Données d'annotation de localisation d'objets
- - - - - - -

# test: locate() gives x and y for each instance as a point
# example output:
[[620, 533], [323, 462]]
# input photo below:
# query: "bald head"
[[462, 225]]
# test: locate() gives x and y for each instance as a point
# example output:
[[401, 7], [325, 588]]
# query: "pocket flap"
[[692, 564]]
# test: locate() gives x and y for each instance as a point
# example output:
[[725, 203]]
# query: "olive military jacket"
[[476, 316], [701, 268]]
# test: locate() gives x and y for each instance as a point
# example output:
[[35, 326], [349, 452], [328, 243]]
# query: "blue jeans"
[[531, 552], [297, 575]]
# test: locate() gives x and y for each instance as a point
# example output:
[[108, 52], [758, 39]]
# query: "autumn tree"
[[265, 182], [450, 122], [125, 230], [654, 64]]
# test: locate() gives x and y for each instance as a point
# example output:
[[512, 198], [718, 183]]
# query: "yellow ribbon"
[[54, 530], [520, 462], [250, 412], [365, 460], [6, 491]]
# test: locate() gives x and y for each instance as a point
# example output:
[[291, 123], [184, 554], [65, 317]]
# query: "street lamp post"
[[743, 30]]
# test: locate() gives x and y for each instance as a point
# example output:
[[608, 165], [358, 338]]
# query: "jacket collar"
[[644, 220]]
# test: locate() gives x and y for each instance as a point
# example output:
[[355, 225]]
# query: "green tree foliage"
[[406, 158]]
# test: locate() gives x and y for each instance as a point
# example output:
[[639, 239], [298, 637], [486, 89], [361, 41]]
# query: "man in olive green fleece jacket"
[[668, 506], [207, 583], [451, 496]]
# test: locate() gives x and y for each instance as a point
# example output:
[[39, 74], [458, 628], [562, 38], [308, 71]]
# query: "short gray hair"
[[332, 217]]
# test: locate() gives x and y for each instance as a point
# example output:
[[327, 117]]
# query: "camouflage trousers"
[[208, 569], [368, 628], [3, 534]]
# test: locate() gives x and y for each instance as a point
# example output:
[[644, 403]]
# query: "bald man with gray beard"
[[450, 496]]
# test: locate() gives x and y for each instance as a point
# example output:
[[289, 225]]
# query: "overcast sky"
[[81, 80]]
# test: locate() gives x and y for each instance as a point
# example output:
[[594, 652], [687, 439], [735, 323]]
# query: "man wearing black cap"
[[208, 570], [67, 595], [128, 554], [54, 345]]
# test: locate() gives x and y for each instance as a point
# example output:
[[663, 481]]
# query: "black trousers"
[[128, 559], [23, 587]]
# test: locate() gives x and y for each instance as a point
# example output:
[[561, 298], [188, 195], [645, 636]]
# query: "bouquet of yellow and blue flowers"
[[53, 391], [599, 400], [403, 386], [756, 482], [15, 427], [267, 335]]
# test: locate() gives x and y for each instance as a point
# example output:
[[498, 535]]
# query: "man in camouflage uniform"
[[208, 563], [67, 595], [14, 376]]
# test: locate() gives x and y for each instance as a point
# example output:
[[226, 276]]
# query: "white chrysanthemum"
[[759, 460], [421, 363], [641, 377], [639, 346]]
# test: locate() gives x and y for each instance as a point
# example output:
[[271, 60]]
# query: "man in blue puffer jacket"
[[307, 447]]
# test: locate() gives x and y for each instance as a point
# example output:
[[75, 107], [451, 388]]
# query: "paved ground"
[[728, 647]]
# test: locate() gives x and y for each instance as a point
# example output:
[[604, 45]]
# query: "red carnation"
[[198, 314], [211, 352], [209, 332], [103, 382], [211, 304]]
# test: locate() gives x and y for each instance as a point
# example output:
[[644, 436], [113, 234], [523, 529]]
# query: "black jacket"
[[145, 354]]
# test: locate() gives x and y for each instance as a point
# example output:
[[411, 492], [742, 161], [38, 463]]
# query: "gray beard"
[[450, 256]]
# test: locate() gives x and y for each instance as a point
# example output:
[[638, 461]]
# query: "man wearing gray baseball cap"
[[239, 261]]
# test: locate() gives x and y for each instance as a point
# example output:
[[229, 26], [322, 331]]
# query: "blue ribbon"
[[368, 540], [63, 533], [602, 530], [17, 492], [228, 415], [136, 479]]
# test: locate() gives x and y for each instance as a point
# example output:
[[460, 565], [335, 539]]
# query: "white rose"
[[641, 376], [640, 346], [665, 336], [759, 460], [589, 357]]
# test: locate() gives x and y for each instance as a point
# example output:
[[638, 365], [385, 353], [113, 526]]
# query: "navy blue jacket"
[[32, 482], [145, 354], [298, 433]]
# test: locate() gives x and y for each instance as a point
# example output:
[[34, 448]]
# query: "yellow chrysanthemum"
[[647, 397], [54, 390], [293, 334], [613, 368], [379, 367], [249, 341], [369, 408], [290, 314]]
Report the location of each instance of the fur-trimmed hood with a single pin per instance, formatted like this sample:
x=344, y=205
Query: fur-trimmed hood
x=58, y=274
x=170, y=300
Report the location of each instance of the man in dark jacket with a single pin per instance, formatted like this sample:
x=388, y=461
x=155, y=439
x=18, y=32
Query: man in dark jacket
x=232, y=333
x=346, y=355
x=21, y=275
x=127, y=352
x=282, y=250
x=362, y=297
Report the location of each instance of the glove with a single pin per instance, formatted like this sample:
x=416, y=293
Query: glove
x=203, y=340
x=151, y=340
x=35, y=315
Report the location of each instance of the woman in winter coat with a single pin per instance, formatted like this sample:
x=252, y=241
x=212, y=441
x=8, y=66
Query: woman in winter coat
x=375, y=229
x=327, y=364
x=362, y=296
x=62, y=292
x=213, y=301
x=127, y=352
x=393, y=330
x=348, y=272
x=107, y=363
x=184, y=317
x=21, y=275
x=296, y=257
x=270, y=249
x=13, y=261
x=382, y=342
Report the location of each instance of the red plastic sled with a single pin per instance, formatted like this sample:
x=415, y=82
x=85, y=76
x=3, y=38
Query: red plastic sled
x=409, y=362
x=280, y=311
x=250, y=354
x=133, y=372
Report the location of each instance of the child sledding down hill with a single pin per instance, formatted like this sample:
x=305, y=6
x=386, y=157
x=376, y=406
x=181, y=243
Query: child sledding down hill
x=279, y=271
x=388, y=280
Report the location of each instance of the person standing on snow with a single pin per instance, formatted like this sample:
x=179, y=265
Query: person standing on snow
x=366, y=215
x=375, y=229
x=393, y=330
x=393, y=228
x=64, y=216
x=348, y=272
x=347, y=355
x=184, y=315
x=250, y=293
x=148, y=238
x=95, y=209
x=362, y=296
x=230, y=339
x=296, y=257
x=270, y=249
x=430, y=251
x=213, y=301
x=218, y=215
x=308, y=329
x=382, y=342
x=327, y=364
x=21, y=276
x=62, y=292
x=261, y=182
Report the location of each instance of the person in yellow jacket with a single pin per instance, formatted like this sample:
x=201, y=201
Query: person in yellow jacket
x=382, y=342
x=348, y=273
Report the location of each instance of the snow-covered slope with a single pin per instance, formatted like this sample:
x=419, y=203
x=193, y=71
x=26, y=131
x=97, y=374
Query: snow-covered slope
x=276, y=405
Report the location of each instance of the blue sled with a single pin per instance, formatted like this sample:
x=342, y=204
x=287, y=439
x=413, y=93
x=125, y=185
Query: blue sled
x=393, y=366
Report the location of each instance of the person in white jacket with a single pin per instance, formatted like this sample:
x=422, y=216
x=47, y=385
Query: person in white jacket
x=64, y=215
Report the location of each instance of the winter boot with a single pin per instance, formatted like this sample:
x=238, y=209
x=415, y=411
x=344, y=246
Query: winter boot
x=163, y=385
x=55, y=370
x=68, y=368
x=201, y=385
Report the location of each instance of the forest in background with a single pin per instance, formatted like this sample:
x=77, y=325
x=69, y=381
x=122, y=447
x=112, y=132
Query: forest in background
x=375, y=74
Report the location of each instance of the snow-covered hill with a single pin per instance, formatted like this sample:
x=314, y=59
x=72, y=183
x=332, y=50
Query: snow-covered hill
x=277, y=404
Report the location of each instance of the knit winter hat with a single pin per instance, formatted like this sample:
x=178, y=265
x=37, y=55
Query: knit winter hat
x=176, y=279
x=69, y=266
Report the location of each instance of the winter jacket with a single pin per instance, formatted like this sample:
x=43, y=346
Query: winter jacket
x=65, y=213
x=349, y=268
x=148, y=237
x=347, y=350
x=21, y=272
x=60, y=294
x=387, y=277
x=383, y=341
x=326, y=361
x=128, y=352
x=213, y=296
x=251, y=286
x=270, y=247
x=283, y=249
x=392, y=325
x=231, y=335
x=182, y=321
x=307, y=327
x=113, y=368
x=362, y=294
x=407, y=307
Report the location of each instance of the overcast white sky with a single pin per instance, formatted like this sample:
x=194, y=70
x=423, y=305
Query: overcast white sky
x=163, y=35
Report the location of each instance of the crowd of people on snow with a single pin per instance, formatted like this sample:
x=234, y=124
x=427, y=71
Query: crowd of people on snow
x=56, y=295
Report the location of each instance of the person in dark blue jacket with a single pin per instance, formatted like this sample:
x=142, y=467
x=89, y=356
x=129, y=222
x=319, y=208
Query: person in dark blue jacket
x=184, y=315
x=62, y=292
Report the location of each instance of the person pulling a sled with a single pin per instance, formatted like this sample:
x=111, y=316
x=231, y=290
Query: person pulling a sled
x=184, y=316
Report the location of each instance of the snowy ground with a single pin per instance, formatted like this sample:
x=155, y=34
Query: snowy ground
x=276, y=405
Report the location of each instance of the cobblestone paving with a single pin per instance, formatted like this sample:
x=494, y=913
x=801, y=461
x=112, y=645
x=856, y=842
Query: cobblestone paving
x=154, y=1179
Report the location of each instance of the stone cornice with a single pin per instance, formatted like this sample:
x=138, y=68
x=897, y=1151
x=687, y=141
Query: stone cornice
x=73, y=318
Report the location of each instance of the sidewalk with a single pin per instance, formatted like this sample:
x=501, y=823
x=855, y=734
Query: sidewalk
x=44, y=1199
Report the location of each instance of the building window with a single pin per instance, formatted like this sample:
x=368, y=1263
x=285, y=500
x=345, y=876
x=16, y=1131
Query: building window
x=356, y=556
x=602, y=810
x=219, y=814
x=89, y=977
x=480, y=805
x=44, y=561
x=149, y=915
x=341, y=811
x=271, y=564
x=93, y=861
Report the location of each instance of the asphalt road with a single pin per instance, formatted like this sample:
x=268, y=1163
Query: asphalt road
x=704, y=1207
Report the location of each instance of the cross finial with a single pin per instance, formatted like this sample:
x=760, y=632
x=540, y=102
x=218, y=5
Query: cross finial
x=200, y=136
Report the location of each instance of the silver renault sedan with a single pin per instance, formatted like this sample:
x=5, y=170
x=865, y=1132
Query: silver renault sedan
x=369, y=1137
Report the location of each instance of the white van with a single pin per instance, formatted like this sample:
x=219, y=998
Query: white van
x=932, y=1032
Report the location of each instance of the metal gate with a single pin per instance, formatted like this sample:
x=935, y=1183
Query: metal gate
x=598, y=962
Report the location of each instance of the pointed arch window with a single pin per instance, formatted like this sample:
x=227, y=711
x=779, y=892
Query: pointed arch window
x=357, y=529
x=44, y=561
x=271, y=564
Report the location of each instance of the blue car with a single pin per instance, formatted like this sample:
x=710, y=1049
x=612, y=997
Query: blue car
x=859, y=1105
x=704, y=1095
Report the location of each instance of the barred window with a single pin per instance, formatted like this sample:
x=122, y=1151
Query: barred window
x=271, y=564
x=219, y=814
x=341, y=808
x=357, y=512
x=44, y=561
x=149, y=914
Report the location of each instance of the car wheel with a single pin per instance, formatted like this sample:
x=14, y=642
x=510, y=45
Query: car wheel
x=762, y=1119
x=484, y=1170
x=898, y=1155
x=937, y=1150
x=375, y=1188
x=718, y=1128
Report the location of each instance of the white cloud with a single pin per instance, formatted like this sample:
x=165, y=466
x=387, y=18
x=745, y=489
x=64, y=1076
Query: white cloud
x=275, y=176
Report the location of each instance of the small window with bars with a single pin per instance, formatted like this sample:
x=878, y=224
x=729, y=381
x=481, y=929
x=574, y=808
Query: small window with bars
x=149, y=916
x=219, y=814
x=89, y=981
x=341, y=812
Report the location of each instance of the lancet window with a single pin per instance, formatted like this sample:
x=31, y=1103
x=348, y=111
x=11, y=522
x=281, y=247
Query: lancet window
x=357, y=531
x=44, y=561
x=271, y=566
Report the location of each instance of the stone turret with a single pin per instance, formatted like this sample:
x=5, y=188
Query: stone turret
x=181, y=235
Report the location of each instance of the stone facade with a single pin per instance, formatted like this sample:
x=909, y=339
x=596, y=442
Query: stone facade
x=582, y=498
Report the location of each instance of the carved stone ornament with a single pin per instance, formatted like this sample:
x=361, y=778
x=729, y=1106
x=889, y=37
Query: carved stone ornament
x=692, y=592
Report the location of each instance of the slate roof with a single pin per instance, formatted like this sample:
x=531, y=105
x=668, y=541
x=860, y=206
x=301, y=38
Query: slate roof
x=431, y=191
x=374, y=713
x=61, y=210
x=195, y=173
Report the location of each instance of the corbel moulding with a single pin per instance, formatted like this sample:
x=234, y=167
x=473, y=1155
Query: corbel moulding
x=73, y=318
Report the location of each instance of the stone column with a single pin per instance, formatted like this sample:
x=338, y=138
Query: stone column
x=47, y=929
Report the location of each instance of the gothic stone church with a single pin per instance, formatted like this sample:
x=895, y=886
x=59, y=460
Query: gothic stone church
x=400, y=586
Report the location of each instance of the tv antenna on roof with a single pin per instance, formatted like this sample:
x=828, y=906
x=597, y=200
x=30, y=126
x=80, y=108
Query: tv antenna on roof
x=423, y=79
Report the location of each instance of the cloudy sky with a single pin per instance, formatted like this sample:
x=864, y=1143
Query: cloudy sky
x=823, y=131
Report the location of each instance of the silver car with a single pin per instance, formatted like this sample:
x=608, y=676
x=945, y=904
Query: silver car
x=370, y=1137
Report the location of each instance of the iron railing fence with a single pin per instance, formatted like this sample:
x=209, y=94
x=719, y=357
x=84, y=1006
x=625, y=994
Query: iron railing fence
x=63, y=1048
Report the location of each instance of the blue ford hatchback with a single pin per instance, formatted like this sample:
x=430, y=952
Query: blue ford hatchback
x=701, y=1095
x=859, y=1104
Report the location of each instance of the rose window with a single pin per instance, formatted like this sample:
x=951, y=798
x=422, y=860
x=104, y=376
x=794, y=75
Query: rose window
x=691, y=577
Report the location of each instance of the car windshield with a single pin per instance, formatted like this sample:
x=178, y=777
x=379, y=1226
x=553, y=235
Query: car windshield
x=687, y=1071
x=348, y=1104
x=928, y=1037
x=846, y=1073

- - - - - - -

OBJECTIF DE L'EXERCICE – Recopiez les lignes qui vont de celle qui contient "Report the location of each instance of the glove" jusqu'à celle qui contient "x=133, y=372" incluse, en remplaçant "red plastic sled" par "blue plastic sled" et en laissant tout le reste intact.

RÉPONSE ATTENDUE –
Report the location of each instance of the glove with a single pin per instance, formatted like this sample:
x=416, y=293
Query: glove
x=203, y=340
x=151, y=340
x=35, y=315
Report the location of each instance of the woman in winter coat with a single pin per instance, formatted like this sample:
x=252, y=241
x=212, y=441
x=8, y=66
Query: woman in winter coat
x=375, y=229
x=327, y=364
x=362, y=296
x=62, y=292
x=213, y=301
x=127, y=352
x=393, y=330
x=348, y=272
x=107, y=363
x=184, y=317
x=21, y=275
x=296, y=257
x=270, y=249
x=13, y=261
x=382, y=342
Report the location of each instance of the blue plastic sled with a single pin per instance, formatted like this sample:
x=415, y=82
x=85, y=76
x=3, y=38
Query: blue plastic sled
x=409, y=362
x=280, y=311
x=250, y=354
x=133, y=372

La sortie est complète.